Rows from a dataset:
- - - - - - -
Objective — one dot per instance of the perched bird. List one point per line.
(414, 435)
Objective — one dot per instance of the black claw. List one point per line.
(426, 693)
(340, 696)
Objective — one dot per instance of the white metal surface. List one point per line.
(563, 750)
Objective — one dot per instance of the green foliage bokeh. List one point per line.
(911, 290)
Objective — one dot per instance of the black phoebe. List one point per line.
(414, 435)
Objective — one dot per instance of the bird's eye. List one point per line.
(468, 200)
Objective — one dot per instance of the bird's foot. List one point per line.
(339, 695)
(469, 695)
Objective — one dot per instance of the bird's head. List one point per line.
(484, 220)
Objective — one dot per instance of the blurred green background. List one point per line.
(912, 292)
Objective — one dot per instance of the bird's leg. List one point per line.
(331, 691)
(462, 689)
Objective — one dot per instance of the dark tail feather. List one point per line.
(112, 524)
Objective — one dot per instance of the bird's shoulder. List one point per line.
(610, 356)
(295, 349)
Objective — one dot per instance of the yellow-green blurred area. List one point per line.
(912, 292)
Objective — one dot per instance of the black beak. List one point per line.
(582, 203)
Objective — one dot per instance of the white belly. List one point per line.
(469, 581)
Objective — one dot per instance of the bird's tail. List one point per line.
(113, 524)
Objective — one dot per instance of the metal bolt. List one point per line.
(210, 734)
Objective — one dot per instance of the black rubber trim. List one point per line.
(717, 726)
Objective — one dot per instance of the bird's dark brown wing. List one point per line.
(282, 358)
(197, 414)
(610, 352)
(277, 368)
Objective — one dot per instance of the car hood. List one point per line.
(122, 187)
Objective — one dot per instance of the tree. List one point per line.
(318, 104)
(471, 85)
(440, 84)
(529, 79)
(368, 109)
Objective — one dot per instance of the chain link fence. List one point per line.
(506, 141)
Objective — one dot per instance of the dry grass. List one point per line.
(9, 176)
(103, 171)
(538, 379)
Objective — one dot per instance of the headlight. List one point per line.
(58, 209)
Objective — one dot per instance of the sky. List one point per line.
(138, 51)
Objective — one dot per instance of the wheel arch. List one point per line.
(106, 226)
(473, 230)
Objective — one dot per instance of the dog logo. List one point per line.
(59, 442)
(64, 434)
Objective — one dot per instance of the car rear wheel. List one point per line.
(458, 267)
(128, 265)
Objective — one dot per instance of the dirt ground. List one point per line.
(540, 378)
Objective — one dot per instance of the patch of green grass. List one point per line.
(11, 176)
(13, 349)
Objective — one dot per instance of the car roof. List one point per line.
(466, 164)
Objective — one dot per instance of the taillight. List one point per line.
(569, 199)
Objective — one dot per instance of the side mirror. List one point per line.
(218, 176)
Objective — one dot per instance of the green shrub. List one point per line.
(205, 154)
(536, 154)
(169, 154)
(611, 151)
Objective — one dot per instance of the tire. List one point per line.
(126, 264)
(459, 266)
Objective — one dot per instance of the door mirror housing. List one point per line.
- - - - - - -
• [WRITTEN PROBLEM]:
Emit the full listing verbatim.

• [COMPLETED EXERCISE]:
Objective — one dot per instance of the perched bird. List one point per line.
(414, 435)
Objective — one dot per instance of the black claw. List one point per line.
(426, 693)
(340, 696)
Objective — one dot per instance of the white metal surface. List one point per line.
(563, 750)
Objective — one dot per instance of the green foliage bokeh. List one point per line.
(911, 290)
Objective — one dot per instance of the black phoebe. List one point per line.
(414, 435)
Objective — one dot per instance of the bird's eye. List one point per line.
(468, 200)
Objective — one dot per instance of the bird's foot. List one point per line.
(339, 695)
(469, 695)
Objective — one dot per instance of the bird's head. List one point per line.
(484, 220)
Objective — one dot per instance of the blurred green background. List one point per line.
(912, 292)
Objective — one dot per instance of the bird's leg. List one point per line.
(331, 691)
(462, 689)
Objective — one dot per instance of the dark tail feather. List one point per line.
(112, 524)
Objective — one dot per instance of the bird's shoulder. List one point per line.
(610, 356)
(295, 349)
Objective — one dot per instance of the yellow-green blurred area. List one point per line.
(912, 292)
Objective — one dot per instance of the black beak. List one point per line.
(582, 203)
Objective — one dot per instance of the white belly. List one point per line.
(469, 581)
Objective — one dot per instance of the bird's tail. List one point per line.
(113, 524)
Objective — one dot per instance of the metal bolt. List one point per line.
(210, 734)
Objective — one dot per instance of the black rubber trim. List one point per line.
(717, 726)
Objective — one dot per instance of the bird's dark brown wing. List one point per line.
(282, 358)
(197, 414)
(610, 352)
(277, 368)
Objective — one dot per instance of the car hood. List one point per line.
(122, 187)
Objective — one dot per instance of the tree. List one point per line.
(318, 104)
(471, 85)
(440, 84)
(529, 79)
(368, 109)
Objective — one dot per instance of the chain link fence. List one point per line.
(506, 141)
Objective — one dot per instance of the dry grass. List one point per line.
(9, 176)
(103, 171)
(538, 379)
Objective — one dot per instance of the headlight. List one point per line.
(58, 209)
Objective — one dot per instance of the sky. List one point per line.
(138, 51)
Objective — one dot per instance of the wheel arch. List one point per line.
(106, 226)
(473, 230)
Objective — one dot per instance of the dog logo. List one point per line.
(59, 442)
(64, 434)
Objective — one dot per instance of the car rear wheel. List one point per line.
(458, 267)
(128, 265)
Objective — one dot per instance of the dirt ground. List one point per line.
(540, 378)
Objective — one dot per instance of the patch of green grass. List one point per line.
(11, 176)
(13, 349)
Objective — one dot per instance of the car roof. List one point per line.
(466, 164)
Objective — one dot per instance of the taillight. List one point per line.
(569, 199)
Objective — one dot per instance of the side mirror. List one point per line.
(218, 176)
Objective — one dot per instance of the green shrub. List one point per line.
(205, 154)
(536, 154)
(169, 154)
(611, 151)
Objective — one dot per instance of the tire. List one point per line.
(126, 264)
(459, 266)
Objective — one dot per instance of the door mirror housing. List one point per line.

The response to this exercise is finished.